• [Set tasks]
(A) Answer these from the Dickies biography below, one answer per line, labeled to match:
(i) In what year and in which part of Los Angeles was the band formed?
(ii) Which label signed the Dickies in 1978?
(iii) Which later punk-pop acts openly acknowledged the band's influence?
(B) Resume the Dickies biography below, picking up right after its final sentence.

• [Page extract]
---+---

Biography
The Dickies earned their reputation as the court jesters within the Los Angeles punk community while also establishing themselves as remarkably durable fixtures on that circuit. By the arrival of the twenty-first century they stood as the longest-running punk outfit still producing fresh recordings. Rather than relying on the abrasive or deliberately provocative comedy favored by some humorous punk acts, the group specialized in lighthearted absurdity drawn chiefly from lowbrow cinema and assorted pop-culture ephemera, most visibly on their 1979 debut The Incredible Shrinking Dickies. Their interpretations of outside material proved equally outlandish, recasting both stadium-rock staples such as “Nights in White Satin” and bubblegum classics like “The Tra-La-La Song” into the high-velocity, Ramones-inflected punk-pop—tinged with Los Angeles hardcore—that defined their sound. As the years passed the tempos gradually eased, evident on 1989’s Second Coming, yet the core style and comic outlook remained consistent; the band’s influence was openly acknowledged by later punk-pop acts including Green Day and the Offspring. From 2000 onward original studio work grew infrequent, although extensive touring and live releases sustained their visibility, and the 2021 single “A Gary Glitter Getaway” together with 2022’s “Blink 183” demonstrated that new material continued to emerge.
Formed in 1977 in the San Fernando Valley section of Los Angeles after the initial punk explosion in New York and London, the Dickies’ original roster featured cartoon-voiced vocalist Leonard Graves Phillips, guitarist Stan Lee—both of whom remained through countless personnel changes—multi-instrumentalist Chuck Wagon (born Bob Davis), bassist Billy Club (born Bill Remar), and drummer Karlos Kaballero (born Carlos Caballero). Already familiar faces on the local scene, most members had ties to the Quick as friends or road crew, and the band began largely as a cover ensemble that provided amusement for its participants. Within weeks they were performing in the expanding L.A. punk circuit, swiftly building an audience through an eccentric stage presentation that incorporated flamboyant costumes, puppets, and a midget roadie.
Their demo tape secured the Dickies an A&M contract in 1978, making them the first Los Angeles punk band to land a major-label deal. That same year they released their debut single, pairing a blistering rendition of Black Sabbath’s “Paranoid” with the originals “Hideous” and “You Drive Me Ape (You Big Gorilla),” the latter remaining their calling card for years. Early 1979 brought the full-length The Incredible Shrinking Dickies, which sold briskly in the United Kingdom after their version of the “Banana Splits” cartoon theme reached the Top Five. Before year’s end they delivered Dawn of the Dickies, highlighted by the fan favorites “Attack of the Mole Men” and “Manny, Moe and Jack” along with a tongue-in-cheek, accelerated take on the Moody Blues’ “Nights in White Satin.”

---+---

• [Information shown]
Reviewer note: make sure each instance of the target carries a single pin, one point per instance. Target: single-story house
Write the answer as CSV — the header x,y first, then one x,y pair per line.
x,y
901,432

---+---

• [Answers given]
(A)
(i) 1977, in the San Fernando Valley
(ii) A&M
(iii) Green Day and the Offspring

(B)
A 1980 single delivered the theme from the Japanese animated series “Gigantor.” By year’s close the increasingly unpredictable Chuck Wagon had exited; tragically, he took his own life in June 1981. The remaining members entered a period of inactivity during which much of the founding lineup dispersed. Late that year Phillips and Lee reassembled the Dickies with guitarist Steve Hufstetter (formerly of the Quick), bassist Lorenzo “Laurie” Buhne, and drummer Jerry Angel; Hufstetter was soon succeeded by Scott Sindon. This configuration supplied half the tracks on the 1983 mini-album Stukas Over Disneyland, the remainder having been cut in 1980 sessions that included the late Chuck Wagon on drums in place of Kaballero and Sindon on additional guitar.
An extended recording hiatus followed while Phillips and Lee worked to maintain a stable touring lineup. By late 1983 a new ensemble featuring second guitarist Glen Laughlin, ex-Weirdos drummer Nickey Beat, and original bassist Billy Club was performing regularly. Beat gave way to Rex Roberts in early 1984; after Laughlin fractured his hand in a car accident later that year Steve Fryette joined, at which point Jerry Angel and Laurie Buhne rejoined the rhythm section. Laughlin recovered and returned on bass by 1985 alongside new drummer Cliff Martinez. ROIR issued the live compilation We Aren’t the World in 1986, drawing on concert recordings spanning the band’s history plus their original demo tape.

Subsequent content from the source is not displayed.